→ Problem description
Copy every row below character for character, without changing anything.

→ Supplied entries
*****

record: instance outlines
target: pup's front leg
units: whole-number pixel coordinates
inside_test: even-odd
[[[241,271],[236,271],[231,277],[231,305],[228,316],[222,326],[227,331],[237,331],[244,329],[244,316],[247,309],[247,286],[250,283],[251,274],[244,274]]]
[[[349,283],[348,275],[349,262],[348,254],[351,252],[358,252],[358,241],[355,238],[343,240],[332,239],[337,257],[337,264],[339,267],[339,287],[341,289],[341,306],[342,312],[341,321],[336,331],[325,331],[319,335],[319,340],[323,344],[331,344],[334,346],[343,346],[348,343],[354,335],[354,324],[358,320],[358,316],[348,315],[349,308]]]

*****

→ Finished exercise
record: instance outlines
target: pup's front leg
units: whole-number pixel coordinates
inside_test: even-odd
[[[241,271],[236,271],[231,277],[231,305],[228,316],[222,326],[227,331],[237,331],[244,329],[244,316],[247,309],[247,286],[250,283],[251,274],[244,274]]]
[[[349,283],[348,275],[349,262],[348,254],[351,252],[358,252],[358,241],[355,238],[343,240],[332,239],[337,257],[337,264],[339,267],[339,287],[341,289],[341,306],[342,312],[341,321],[336,331],[325,331],[319,335],[319,340],[323,344],[331,344],[334,346],[343,346],[348,343],[354,335],[354,324],[358,320],[358,316],[348,315],[349,308]]]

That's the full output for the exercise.